▶ Directions: Rewrite the listing, requests included, starting at the line that contains "Please annotate the potted" and ending at the end of the listing. Multiply every x and y coordinate in the answers by 0.7 and round to whole numbers, halves up, but leave the numbers in the requests and their sample formats unchanged.

-- BEGIN Excerpted data --

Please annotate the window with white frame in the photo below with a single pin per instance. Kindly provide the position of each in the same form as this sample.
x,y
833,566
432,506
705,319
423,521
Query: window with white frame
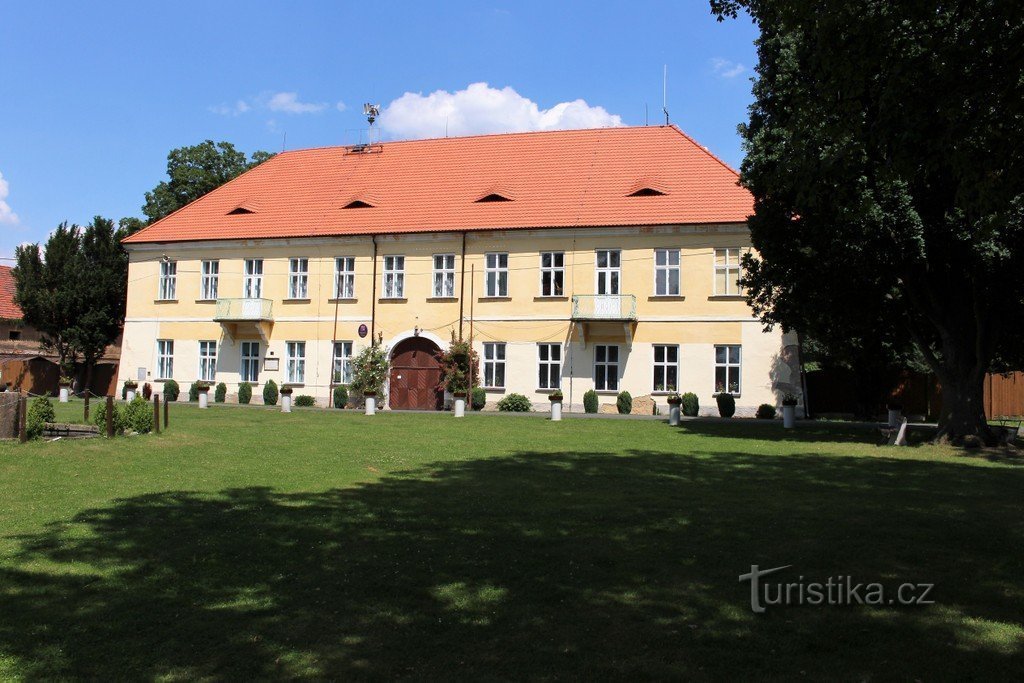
x,y
552,273
606,368
666,272
727,272
394,278
295,352
342,373
727,366
443,275
549,363
250,363
666,368
496,269
211,281
165,358
253,283
298,279
344,278
168,280
207,360
494,365
608,270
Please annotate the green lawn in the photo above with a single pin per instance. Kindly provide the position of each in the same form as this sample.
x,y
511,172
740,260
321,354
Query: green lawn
x,y
246,544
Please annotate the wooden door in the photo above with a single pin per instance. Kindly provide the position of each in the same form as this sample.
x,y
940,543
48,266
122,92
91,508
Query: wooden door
x,y
415,375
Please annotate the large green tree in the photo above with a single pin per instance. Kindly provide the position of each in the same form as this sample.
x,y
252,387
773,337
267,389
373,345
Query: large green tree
x,y
885,151
194,171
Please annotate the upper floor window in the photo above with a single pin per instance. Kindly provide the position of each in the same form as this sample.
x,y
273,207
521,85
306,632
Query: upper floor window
x,y
667,272
394,276
608,270
496,274
168,280
344,278
211,278
443,275
727,271
552,273
253,285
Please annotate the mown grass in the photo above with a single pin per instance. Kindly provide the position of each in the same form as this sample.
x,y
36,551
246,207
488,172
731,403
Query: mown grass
x,y
247,544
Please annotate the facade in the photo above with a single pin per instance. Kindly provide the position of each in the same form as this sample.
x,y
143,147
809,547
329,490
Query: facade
x,y
603,259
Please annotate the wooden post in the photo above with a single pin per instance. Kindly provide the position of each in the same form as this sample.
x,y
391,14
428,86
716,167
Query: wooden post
x,y
110,417
156,412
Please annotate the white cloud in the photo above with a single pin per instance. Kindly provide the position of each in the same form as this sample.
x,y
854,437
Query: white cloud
x,y
726,69
480,109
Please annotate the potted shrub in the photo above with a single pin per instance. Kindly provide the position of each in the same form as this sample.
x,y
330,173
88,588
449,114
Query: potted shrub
x,y
556,398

-- END Excerpted data --

▶ Task result:
Please annotate the potted shrub in the photo above with a single pin per instance. Kindly provide the position of each in the same form as this sample.
x,y
330,173
88,588
449,114
Query: potted shrub
x,y
389,279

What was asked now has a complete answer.